- WHAT YOU WILL DO
What you return must match the records word for word.

Extracted data entries:
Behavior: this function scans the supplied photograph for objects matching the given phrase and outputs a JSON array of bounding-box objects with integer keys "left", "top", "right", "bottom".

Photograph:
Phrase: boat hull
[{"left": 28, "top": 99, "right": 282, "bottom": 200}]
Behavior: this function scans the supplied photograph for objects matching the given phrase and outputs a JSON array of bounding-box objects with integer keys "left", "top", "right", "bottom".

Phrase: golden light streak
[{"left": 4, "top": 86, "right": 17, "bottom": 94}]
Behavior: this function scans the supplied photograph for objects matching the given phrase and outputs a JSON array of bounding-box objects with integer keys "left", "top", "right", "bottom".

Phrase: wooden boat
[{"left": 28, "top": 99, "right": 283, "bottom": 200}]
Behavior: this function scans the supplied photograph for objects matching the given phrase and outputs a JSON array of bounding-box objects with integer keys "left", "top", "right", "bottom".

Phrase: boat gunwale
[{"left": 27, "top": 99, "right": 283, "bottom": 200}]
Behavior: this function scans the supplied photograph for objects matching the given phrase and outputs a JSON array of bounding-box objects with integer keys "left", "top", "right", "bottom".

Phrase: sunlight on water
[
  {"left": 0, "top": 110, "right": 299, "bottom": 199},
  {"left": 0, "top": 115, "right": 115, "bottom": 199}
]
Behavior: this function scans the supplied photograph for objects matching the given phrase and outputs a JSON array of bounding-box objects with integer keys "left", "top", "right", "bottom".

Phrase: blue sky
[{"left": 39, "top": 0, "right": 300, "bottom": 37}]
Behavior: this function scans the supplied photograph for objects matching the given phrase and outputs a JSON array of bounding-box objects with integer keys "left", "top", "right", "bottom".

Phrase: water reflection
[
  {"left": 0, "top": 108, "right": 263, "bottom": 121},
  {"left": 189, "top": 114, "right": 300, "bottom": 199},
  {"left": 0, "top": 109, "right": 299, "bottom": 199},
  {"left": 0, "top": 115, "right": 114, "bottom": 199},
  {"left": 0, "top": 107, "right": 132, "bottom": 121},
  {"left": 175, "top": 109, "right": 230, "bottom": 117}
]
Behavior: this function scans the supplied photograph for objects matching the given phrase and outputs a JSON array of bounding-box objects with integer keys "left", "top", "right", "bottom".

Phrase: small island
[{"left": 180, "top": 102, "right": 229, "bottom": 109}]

- TASK SOLUTION
Behavior: this function scans the supplied photograph for objects matching the given phrase and outputs a JSON array of bounding-box objects with integer keys "left", "top", "right", "bottom".

Photograph:
Phrase: boat hull
[{"left": 28, "top": 99, "right": 282, "bottom": 200}]
Behavior: this function scans the supplied photograph for objects matching the given phrase and outputs a JSON array of bounding-box objects with integer keys "left", "top", "right", "bottom".

Phrase: golden light streak
[{"left": 4, "top": 86, "right": 17, "bottom": 94}]
Behavior: this function scans the supplied photograph for objects matching the given phrase and outputs a JSON array of bounding-box objects with integer keys "left", "top", "right", "bottom".

Phrase: wooden boat
[{"left": 28, "top": 99, "right": 283, "bottom": 200}]
Behavior: this function scans the supplied photograph for objects matching the given phrase and outputs a JSON array of bounding-box objects with integer keys "left", "top", "right", "bottom".

Phrase: boat gunwale
[{"left": 27, "top": 99, "right": 283, "bottom": 200}]
Behavior: this function scans the supplied photograph for objects matching the given phrase and outputs a JSON array of bounding-box objects with integer keys "left", "top", "right", "bottom".

Phrase: sunlight on water
[
  {"left": 0, "top": 110, "right": 299, "bottom": 199},
  {"left": 0, "top": 115, "right": 115, "bottom": 199}
]
Behavior: this function scans the supplied photograph for objects matching the given phrase and outputs a JSON array of bounding-box objects with integer keys "left", "top", "right", "bottom".

Phrase: blue sky
[{"left": 39, "top": 0, "right": 300, "bottom": 37}]
Behavior: this function scans the supplied photograph for objects matching the given phrase and outputs a JSON array of bounding-box objects with integer keys "left", "top", "right", "bottom".

Phrase: water reflection
[
  {"left": 0, "top": 108, "right": 263, "bottom": 121},
  {"left": 189, "top": 114, "right": 300, "bottom": 199},
  {"left": 0, "top": 109, "right": 299, "bottom": 199},
  {"left": 0, "top": 115, "right": 114, "bottom": 199},
  {"left": 0, "top": 107, "right": 132, "bottom": 121},
  {"left": 175, "top": 109, "right": 230, "bottom": 117}
]
Behavior: this function scans the supplied photograph for objects matching the given phrase and outputs a JSON array of bounding-box objects with integer keys "left", "top", "right", "bottom".

Phrase: small island
[{"left": 180, "top": 102, "right": 229, "bottom": 109}]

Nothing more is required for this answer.